** What is being asked **
The records that follow are to be repeated without alteration.

Saved data entries:

________

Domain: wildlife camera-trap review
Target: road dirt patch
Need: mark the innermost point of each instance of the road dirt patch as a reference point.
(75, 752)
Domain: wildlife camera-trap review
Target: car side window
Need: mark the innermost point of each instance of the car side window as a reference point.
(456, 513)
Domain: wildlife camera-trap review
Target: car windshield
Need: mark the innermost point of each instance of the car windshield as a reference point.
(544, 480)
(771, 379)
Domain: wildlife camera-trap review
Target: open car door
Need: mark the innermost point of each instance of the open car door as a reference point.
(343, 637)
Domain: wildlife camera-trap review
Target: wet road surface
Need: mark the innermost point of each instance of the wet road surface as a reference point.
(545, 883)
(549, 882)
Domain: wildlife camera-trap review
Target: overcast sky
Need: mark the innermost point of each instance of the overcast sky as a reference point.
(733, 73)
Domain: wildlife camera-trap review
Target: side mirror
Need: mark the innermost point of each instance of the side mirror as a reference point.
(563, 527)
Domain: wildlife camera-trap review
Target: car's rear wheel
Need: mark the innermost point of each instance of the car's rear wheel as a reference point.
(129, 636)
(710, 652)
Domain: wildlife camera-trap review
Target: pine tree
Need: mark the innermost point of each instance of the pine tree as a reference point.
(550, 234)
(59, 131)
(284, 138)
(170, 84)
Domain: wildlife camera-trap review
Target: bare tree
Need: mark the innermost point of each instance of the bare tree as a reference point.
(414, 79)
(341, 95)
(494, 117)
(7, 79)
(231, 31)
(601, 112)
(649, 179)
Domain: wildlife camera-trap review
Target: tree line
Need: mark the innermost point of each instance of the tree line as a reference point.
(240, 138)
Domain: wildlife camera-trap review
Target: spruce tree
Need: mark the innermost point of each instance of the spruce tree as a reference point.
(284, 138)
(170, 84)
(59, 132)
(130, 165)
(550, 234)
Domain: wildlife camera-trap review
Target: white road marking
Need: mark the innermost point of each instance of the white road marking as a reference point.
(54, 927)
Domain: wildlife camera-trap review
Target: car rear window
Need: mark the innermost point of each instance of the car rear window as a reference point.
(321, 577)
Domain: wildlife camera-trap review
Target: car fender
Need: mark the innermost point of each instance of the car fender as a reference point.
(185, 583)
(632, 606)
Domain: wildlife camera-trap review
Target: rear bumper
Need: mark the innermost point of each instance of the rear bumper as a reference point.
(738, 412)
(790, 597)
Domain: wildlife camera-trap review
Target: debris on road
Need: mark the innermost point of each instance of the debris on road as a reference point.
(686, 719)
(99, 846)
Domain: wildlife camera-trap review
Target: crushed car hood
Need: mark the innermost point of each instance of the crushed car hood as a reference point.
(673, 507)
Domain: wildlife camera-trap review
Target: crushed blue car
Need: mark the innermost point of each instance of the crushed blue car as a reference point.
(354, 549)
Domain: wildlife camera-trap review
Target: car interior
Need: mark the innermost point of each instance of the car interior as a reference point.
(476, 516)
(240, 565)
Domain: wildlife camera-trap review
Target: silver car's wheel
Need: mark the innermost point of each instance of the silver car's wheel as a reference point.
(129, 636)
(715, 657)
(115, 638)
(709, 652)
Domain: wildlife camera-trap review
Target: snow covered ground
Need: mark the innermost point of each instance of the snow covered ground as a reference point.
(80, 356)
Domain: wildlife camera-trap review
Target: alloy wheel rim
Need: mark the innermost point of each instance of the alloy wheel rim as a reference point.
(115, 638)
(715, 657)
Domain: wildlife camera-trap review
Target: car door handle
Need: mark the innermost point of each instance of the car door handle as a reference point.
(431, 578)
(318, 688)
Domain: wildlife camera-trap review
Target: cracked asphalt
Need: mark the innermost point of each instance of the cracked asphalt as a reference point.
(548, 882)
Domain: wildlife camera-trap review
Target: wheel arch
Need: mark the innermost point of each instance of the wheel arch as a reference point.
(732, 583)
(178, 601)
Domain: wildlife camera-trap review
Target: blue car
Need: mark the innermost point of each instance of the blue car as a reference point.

________

** Task output **
Domain: wildlife camera-trap review
Target: road dirt patch
Need: mark the innermost point of each instance of the road dirt patch as a reference point.
(75, 752)
Domain: wildlife camera-trap review
Target: car side window
Need: mark the innermost point of each instance of the car side window as a reference point.
(456, 513)
Domain: wildlife camera-trap review
Target: car windshield
Need: mark the innermost point of each instance of the car windshield as a reference point.
(544, 480)
(771, 379)
Domain: wildlife camera-trap review
Target: open car door
Need: mark the innermost point of each instance of the open car door as a reference point.
(343, 637)
Domain: wildlife camera-trap review
Target: wet road surface
Need: mark the innermost point of each instance of the wet road surface as a reference point.
(545, 883)
(549, 882)
Domain: wildlife camera-trap review
Target: overcast sky
Need: mark the innermost point of each instance of the overcast sky as a reference point.
(733, 73)
Domain: wildlife camera-trap review
Target: side mirror
Need: mark the innermost point of each instance of the side mirror as a reference point.
(563, 527)
Domain: wildlife camera-trap review
Target: car's rear wheel
Need: mark the innermost point of each instance of the car's rear wheel as a reference point.
(129, 636)
(710, 652)
Domain: wildlife camera-trap review
Target: pine tree
Need: mark the innermost point of each instance of the pine tree as a reference point.
(550, 234)
(59, 131)
(284, 138)
(170, 84)
Domain: wildlife camera-trap review
Target: bare tree
Need: mark the innermost point of each instance of the bare tree as a reference point.
(414, 79)
(341, 95)
(494, 117)
(7, 79)
(231, 31)
(601, 112)
(649, 179)
Domain: wildlife camera-trap review
Target: tree line
Need: mark the innermost point of each instance of the tree line as a reference point.
(240, 138)
Domain: wildlife camera-trap review
Target: spruce tree
Need: mark the innermost point of each instance of the spruce tree as a reference point.
(284, 138)
(170, 84)
(59, 132)
(130, 165)
(550, 234)
Domain: wildlife camera-trap review
Target: white road marking
Need: mark the innermost point of each instance of the white road marking as a reference point.
(54, 927)
Domain: wildlife camera-trap review
Target: car rear window
Need: mark the innermost point of each instance of the car rear window as a reference point.
(321, 577)
Domain: wildlife camera-trap review
Target: car fender
Need: mark the innermost point of each instance of the car fender as a reference point.
(185, 583)
(632, 606)
Domain: wildlife camera-trap review
Target: rear bumper
Need: mark the innermost point of each instance of the rear bumper as a reference point.
(738, 412)
(790, 597)
Domain: wildlife camera-trap review
Target: debris on road
Need: mark the innermost point of each instance of the debris on road as a reference point.
(686, 719)
(99, 846)
Domain: wildlife camera-trap review
Target: crushed car hood
Need: mark the innermost point of each instance of the crushed car hood as a reference point.
(673, 507)
Domain: wildlife camera-trap review
Target: crushed blue car
Need: mark the innermost point of each instance of the crushed blue car as a reference point.
(354, 549)
Domain: wildlife camera-trap review
Target: car interior
Need: mark the innermost point of each instance of the car interior as a reference point.
(476, 516)
(240, 565)
Domain: wildlife camera-trap review
Target: silver car's wheel
Need: mark the innermost point of each instance of the silver car's wheel as a reference point.
(129, 636)
(715, 657)
(115, 638)
(709, 652)
Domain: wildlife camera-trap review
Target: snow covered ground
Need: mark the innermost point of each instance of the snow covered ground as a reference point.
(80, 356)
Domain: wildlife camera-trap review
Target: alloy wheel rim
Need: mark the innermost point of each instance of the alloy wheel rim as a reference point.
(115, 638)
(715, 657)
Domain: wildlife camera-trap review
Target: car door handle
Need: mark the innermost point of each instance of the car door handle as a reference point.
(431, 578)
(318, 688)
Domain: wildlife camera-trap review
Target: cracked asphalt
Need: mark the innermost point of each instance of the cracked asphalt as a reference point.
(548, 882)
Domain: wildlife camera-trap review
Target: wheel arch
Need: mark the innermost point of each instance of the wheel arch as a reference point.
(732, 583)
(178, 601)
Domain: wildlife camera-trap review
Target: blue car
Need: mark the innermost point of each instance of the blue car as a reference point.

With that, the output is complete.